### YOUR GOAL:
Continue the passage on the complainant's allegations about the decree lengthening the working day of health workers, starting after its last sentence.

A. The complainant’s allegations

A. The complainant’s allegations
  1. 133. In its communications dated 23 April, 11 May and 13 July 2012, the FESIMRAS states that the Government adopted Supreme Decree No. 1126 on 24 January 2012, increasing the working day of health professionals and workers. The complainant organization adds that the decree’s corresponding regulations (RM No. 0250) were issued on 26 March 2012 and confirms that the increase in working hours will not be commensurately and proportionately remunerated. The FESIMRAS considers that the supreme decree in question and its regulations constitute a direct violation of a right acquired under all pre-existing employment contracts and run counter to the constitutional mandate, which provides that acquired rights are inviolable. The complainant organization states that it lodged an appeal to revoke the decree, but that it received no reply from the Government, and that it also requested the National Health Fund (CNS) not to implement the decree.

### SUPPLIED DATA:
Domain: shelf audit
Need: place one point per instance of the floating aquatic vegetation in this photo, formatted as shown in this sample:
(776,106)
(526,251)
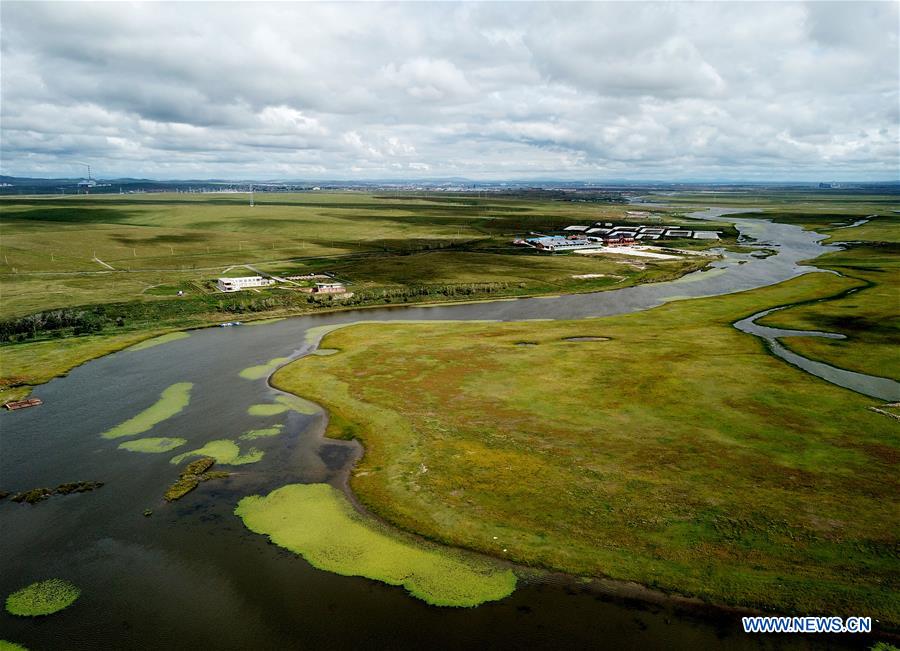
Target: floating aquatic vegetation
(171,401)
(263,370)
(261,433)
(77,487)
(316,521)
(42,598)
(298,404)
(152,445)
(324,352)
(156,341)
(264,321)
(32,496)
(282,404)
(36,495)
(195,472)
(224,451)
(267,409)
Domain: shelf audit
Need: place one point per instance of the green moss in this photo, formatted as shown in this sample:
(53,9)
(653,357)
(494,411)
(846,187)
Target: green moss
(224,451)
(315,521)
(172,401)
(265,432)
(152,445)
(42,598)
(156,341)
(263,370)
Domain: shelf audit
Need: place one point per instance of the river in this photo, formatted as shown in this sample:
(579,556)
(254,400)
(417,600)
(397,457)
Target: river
(193,576)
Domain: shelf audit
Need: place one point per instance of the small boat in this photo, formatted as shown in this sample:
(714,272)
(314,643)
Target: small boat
(22,404)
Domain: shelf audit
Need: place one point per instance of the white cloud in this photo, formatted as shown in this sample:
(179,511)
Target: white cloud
(588,90)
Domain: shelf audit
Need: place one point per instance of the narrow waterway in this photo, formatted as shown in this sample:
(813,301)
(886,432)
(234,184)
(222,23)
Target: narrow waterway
(192,575)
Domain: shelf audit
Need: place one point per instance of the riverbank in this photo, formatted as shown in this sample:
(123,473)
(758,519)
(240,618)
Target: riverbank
(661,461)
(26,365)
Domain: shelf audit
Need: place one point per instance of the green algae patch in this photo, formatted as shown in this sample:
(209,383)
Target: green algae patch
(266,409)
(263,370)
(283,404)
(262,433)
(42,598)
(224,451)
(153,445)
(298,404)
(264,321)
(195,472)
(316,521)
(156,341)
(171,401)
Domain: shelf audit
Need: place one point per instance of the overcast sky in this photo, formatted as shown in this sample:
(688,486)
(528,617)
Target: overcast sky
(770,91)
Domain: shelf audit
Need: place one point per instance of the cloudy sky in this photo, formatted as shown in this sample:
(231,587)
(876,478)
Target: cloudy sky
(724,90)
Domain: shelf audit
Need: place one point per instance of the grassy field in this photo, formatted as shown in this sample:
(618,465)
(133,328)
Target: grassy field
(110,267)
(316,521)
(673,451)
(81,250)
(870,316)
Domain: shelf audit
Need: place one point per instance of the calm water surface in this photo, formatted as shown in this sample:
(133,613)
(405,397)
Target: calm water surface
(192,576)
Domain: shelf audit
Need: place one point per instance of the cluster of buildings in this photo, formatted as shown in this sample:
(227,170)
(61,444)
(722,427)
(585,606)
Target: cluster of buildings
(241,283)
(248,282)
(605,234)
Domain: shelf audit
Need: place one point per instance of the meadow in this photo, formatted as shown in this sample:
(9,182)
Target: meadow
(80,250)
(85,275)
(671,450)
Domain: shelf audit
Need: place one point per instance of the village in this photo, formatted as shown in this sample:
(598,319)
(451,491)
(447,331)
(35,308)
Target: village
(322,284)
(601,237)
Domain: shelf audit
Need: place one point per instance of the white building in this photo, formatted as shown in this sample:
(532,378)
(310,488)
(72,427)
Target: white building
(329,288)
(243,282)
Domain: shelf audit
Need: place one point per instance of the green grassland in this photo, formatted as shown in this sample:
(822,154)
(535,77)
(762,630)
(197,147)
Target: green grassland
(154,245)
(869,316)
(674,451)
(317,522)
(108,268)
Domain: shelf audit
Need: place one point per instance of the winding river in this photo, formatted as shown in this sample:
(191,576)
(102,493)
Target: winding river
(193,576)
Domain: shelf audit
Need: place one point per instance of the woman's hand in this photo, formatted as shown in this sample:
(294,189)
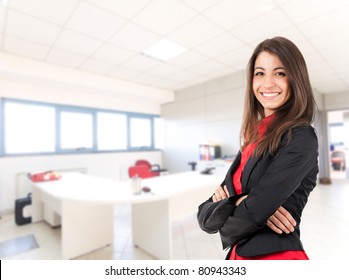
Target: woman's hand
(281,221)
(220,193)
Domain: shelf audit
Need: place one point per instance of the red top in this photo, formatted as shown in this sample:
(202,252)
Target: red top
(245,155)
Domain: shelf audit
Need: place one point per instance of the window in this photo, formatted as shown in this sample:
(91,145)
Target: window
(111,131)
(76,131)
(140,133)
(28,128)
(159,133)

### RESPONSE BOX:
  2. 134. The complainant organization states that, in view of the lack of State mechanisms to which it could turn for help in seeking a solution to the violation of employment and constitutional rights, it was forced to hold a series of protest marches and work stoppages (a 24-hour work stoppage on 15 March; a 48-hour work stoppage on 20 and 21 March; and a strike that lasted from 28 March to 4 April 2012, when a truce was signed with the Ministry of Health and Sports). The complainant organization adds that the Ministry of Health and Sports failed to comply with the truce and therefore the Medical Association of the Plurinational State of Bolivia called for an indefinite general work stoppage as from 10 April 2012, seeking to have Supreme Decree No. 1126 revoked. The complainant organization alleges that, in response to these actions, the administrative authority, acting both as judge and party, declared the work stoppages and strike illegal. It also alleges that on 13 April 2012 the Ministry of Health began signing the first dismissal notifications. In the complainant’s view, declaring the strikes illegal and acts of intimidation and persecution involving the dismissal of union members who took part in the work stoppages constitute violations of freedom of association. The FESIMRAS of the Oil Workers Health Fund refers to the same issues in its communication of 26 June 2012.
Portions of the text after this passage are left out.